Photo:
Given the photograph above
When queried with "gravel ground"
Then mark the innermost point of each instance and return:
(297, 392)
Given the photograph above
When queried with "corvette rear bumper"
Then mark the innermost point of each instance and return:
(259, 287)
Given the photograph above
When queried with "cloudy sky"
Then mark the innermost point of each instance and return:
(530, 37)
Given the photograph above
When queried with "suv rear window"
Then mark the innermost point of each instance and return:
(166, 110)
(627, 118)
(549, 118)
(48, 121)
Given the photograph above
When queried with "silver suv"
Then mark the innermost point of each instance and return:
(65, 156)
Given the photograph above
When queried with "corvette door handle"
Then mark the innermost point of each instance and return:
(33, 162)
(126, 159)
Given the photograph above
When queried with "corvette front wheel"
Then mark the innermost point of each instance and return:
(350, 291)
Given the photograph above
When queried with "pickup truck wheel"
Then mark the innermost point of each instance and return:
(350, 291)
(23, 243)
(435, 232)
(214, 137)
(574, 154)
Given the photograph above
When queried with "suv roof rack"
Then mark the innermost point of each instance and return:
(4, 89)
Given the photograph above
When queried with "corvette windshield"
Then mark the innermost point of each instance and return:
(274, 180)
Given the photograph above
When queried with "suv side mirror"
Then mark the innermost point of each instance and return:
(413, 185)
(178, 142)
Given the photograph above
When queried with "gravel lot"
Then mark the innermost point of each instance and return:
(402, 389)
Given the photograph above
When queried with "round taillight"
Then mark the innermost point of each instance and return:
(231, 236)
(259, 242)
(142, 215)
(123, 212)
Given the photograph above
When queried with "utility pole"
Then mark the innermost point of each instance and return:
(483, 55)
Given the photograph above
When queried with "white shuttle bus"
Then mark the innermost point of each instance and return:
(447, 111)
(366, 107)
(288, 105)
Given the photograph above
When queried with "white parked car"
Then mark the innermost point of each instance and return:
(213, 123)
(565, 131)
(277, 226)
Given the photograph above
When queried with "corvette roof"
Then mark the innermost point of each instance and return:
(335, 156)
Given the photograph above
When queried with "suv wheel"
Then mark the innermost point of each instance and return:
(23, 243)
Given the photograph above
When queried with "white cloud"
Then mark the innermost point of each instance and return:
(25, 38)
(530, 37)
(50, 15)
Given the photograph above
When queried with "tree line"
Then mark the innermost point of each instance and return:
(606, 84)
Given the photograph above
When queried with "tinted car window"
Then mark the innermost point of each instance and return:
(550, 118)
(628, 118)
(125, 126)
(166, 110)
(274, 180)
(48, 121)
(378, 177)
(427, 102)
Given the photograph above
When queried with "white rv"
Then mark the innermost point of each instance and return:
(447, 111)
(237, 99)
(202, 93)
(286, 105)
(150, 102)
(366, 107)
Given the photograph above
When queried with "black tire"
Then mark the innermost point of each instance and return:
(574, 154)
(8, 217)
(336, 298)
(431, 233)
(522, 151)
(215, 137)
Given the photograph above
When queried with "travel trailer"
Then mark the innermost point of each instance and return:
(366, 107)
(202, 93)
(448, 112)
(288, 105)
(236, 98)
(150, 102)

==================================================

Work required ::
Return every line of the material above in which the word "wheel" appears.

Written reply ::
When queried with "corvette front wheel"
When queried with "pickup truck wheel"
When queried with "suv wheel"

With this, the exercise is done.